Point-based annotation data:
========================================================================
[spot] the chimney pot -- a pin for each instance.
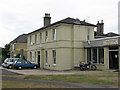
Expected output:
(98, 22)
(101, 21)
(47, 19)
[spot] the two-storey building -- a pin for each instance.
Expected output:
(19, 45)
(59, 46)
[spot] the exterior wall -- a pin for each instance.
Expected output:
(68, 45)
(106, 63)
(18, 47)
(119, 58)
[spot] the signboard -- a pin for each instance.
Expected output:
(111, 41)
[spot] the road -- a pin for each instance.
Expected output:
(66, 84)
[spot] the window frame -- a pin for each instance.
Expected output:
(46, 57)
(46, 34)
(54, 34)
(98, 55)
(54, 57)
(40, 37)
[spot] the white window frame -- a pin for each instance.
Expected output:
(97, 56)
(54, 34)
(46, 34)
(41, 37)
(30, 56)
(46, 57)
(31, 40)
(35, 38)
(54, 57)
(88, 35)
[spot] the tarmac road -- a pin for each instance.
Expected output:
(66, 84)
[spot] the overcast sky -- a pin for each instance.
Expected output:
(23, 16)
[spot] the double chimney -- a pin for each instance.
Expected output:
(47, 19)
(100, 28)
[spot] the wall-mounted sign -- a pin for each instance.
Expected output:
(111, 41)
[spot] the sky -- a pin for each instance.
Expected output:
========================================================================
Problem statement:
Transcribe the listing above verbatim. Omit the pictures.

Task answer:
[spot] the chimney pot -- a pin for each instance.
Expected output:
(98, 22)
(101, 21)
(47, 19)
[spot] the two-storey building -- a pin for each instance.
Expected output:
(19, 45)
(59, 46)
[spot] the exterior wall -- a pin for each instance.
Expected output:
(68, 45)
(106, 63)
(18, 47)
(119, 58)
[spot] the signboard -- a pin for each instance.
Expected output:
(111, 41)
[spot] the road -- a pin for each instance.
Expected output:
(66, 84)
[spot] the window frame -- a pin for each instance.
Expected output:
(46, 57)
(46, 34)
(54, 34)
(98, 55)
(54, 57)
(40, 37)
[spot] the white window frame -- a pin for each instance.
Expected output:
(97, 56)
(54, 34)
(46, 34)
(41, 37)
(30, 56)
(46, 57)
(31, 40)
(35, 38)
(54, 57)
(88, 35)
[spot] the tarmac road -- a pin for each instance.
Expected output:
(66, 84)
[spot] the overcast sky -- a pin for each instance.
Expected output:
(23, 16)
[spot] the double chimney -- a pin for each instance.
Expected output:
(47, 19)
(100, 28)
[spot] the wall-mounted sign -- a pin for each instance.
Expected output:
(111, 41)
[spot] the sky -- a pin for each instance.
Expected output:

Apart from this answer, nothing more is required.